» Work request 1: According to the dengue outbreak text, to which hospital did the Australian government send its medical team?
» Work request 2: Write the next part of the dengue outbreak text, picking up after its final sentence.

» Page text:

# # # # # # #

By Paul Hemsley
Federal Minister for Foreign Affairs Bob Carr has sent a team of nine medical staff to the Solomon Islands to help the local medical authorities control an outbreak of dengue fever to ease concerns of the risk of a spread to the provinces.
The dengue fever outbreak began sweeping through the Islands in January 2013, prompting a call from the Solomon Islands government seeking help from the Australian government, which has sent a team of medical staff to the National Referral Hospital in Honiara.
Dengue is a tropical infection that is usually transmitted to humans through mosquito bites with symptoms ranging from a mild fever to a potentially life threatening blood-related illness. It has previously been found in Northern Australia, with the Solomon Islands being almost 2000 kilometres from the Australian mainland.

# # # # # # #

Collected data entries
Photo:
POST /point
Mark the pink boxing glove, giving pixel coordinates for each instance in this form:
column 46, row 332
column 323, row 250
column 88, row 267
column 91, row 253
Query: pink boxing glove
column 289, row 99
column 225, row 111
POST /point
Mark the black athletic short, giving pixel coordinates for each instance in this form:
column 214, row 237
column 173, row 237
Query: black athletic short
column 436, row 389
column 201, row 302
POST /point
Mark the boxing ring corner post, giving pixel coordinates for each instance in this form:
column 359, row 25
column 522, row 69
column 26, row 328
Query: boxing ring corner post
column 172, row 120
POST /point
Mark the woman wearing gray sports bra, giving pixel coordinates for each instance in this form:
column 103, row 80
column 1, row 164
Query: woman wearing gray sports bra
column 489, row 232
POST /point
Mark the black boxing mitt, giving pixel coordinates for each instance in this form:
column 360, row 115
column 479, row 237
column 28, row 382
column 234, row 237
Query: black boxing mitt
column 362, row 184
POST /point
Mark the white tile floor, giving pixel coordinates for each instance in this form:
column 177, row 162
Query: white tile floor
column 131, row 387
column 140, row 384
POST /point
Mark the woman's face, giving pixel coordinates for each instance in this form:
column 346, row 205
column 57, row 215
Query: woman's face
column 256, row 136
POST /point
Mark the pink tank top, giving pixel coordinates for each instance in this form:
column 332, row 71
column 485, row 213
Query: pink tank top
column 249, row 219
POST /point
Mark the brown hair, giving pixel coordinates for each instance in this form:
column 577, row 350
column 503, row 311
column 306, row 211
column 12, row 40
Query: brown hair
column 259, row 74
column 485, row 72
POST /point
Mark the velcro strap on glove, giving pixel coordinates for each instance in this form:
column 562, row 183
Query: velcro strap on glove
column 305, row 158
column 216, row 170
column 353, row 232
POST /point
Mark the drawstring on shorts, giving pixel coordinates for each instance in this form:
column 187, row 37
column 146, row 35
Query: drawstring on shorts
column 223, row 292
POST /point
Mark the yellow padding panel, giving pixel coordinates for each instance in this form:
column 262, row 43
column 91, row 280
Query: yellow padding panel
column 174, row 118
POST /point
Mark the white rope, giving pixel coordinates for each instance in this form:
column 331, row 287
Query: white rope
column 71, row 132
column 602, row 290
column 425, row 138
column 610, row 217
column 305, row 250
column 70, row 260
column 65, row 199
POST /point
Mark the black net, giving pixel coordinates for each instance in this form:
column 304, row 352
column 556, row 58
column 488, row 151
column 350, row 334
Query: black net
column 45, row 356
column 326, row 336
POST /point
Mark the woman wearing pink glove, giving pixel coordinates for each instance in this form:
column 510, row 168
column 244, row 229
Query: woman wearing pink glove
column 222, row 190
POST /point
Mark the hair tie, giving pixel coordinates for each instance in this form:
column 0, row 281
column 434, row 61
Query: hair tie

# # # # # # #

» Written response 1: The National Referral Hospital in Honiara.

» Written response 2:
The illness has so far infected 1975 people, with an additional 276 reported cases during the previous week. The Australian government has reported that three deaths have been tallied as a result of the sickness.
Senator Carr said an initial assessment team was deployed to the Solomon Islands to evaluate the situation, followed by an additional nine person medical taskforce.
The taskforce has included doctors, nurses and public health experts led by a senior AusAID response manager to support local medical staff and treating patients.
The federal government has held another 10 person medical taskforce on standby to deploy at short notice if the situation needs it.